**Work to be completed:**
Write each line out again exactly as written.

**Entries supplied:**

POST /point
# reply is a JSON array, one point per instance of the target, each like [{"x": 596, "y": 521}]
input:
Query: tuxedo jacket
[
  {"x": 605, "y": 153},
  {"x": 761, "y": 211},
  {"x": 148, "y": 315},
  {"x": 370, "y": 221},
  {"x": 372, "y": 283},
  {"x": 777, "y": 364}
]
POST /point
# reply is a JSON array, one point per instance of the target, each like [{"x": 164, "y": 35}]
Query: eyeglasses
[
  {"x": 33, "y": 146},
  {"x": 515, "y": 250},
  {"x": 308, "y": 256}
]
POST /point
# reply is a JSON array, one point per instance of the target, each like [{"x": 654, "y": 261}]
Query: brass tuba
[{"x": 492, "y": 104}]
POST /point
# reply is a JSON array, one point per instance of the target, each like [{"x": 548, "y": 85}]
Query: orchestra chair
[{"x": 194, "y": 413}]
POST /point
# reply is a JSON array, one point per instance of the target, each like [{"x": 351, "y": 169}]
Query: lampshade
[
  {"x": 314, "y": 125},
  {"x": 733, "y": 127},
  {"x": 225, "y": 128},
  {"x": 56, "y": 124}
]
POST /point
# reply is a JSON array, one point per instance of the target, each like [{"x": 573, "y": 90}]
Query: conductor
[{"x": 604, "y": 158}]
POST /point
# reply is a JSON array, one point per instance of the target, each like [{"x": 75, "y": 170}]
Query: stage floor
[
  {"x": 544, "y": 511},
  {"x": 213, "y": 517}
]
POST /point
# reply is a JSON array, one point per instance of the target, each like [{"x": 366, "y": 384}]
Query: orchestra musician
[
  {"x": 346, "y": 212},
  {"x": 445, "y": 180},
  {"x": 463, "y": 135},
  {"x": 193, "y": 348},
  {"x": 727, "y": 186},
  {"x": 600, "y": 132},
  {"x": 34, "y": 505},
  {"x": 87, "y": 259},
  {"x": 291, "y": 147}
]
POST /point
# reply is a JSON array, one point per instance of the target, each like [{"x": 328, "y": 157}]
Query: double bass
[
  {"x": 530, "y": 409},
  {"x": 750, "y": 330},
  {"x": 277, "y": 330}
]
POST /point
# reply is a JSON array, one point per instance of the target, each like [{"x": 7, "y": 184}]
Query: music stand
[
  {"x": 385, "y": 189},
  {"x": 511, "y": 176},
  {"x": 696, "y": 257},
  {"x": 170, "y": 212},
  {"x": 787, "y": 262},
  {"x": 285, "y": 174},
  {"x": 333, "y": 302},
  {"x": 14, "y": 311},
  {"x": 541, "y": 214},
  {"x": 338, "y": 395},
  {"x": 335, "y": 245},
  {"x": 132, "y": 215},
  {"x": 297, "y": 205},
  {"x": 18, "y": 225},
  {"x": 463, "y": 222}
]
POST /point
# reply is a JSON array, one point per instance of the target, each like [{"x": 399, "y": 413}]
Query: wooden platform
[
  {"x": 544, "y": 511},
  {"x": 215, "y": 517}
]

**Answer in full:**
POST /point
# reply is a JSON array, one point per instance of the target, each like [{"x": 596, "y": 521}]
input:
Query: tuxedo jacket
[
  {"x": 605, "y": 153},
  {"x": 761, "y": 211},
  {"x": 148, "y": 315},
  {"x": 370, "y": 221},
  {"x": 372, "y": 283},
  {"x": 777, "y": 364}
]
POST /point
# reply is a JSON array, one point per instance of the target, each like [{"x": 164, "y": 35}]
Query: eyeglasses
[
  {"x": 33, "y": 146},
  {"x": 515, "y": 250},
  {"x": 308, "y": 256}
]
POST /point
# reply is a JSON array, one point per instance of the target, each like [{"x": 654, "y": 261}]
Query: brass tuba
[{"x": 492, "y": 104}]
POST /point
# reply is a JSON array, one point per instance of the target, each like [{"x": 548, "y": 85}]
Query: orchestra chair
[{"x": 194, "y": 413}]
POST /point
# reply is a JSON array, one point per instance of the target, each like [{"x": 351, "y": 169}]
Query: lampshade
[
  {"x": 314, "y": 125},
  {"x": 733, "y": 127},
  {"x": 225, "y": 128},
  {"x": 56, "y": 124}
]
POST /point
# reply is a JSON array, one point per instance of the target, each like [{"x": 573, "y": 90}]
Query: conductor
[{"x": 604, "y": 158}]
POST /point
# reply is a JSON array, one point per instance of the target, each like [{"x": 75, "y": 170}]
Query: stage floor
[
  {"x": 544, "y": 511},
  {"x": 213, "y": 517}
]
POST /point
# reply is a JSON array, one point per instance of the target, each like [{"x": 366, "y": 384}]
Query: orchestra musician
[
  {"x": 346, "y": 212},
  {"x": 445, "y": 180},
  {"x": 463, "y": 135},
  {"x": 193, "y": 348},
  {"x": 727, "y": 186},
  {"x": 600, "y": 132},
  {"x": 34, "y": 505},
  {"x": 87, "y": 259},
  {"x": 291, "y": 147}
]
POST /point
# reply is a JSON array, one point per instance of the target, each like [{"x": 328, "y": 157}]
Query: double bass
[
  {"x": 530, "y": 409},
  {"x": 750, "y": 330},
  {"x": 277, "y": 330}
]
POST /point
# reply is a JSON array, one point per instance of the target, each like [{"x": 7, "y": 184}]
Query: music stand
[
  {"x": 385, "y": 189},
  {"x": 511, "y": 176},
  {"x": 696, "y": 257},
  {"x": 170, "y": 212},
  {"x": 787, "y": 262},
  {"x": 285, "y": 174},
  {"x": 333, "y": 302},
  {"x": 14, "y": 311},
  {"x": 541, "y": 214},
  {"x": 338, "y": 395},
  {"x": 335, "y": 245},
  {"x": 132, "y": 215},
  {"x": 297, "y": 205},
  {"x": 18, "y": 225},
  {"x": 463, "y": 222}
]
POST /point
# reply is a JSON array, one point per instance of the target, each like [{"x": 399, "y": 413}]
Query: wooden platform
[
  {"x": 544, "y": 511},
  {"x": 215, "y": 517}
]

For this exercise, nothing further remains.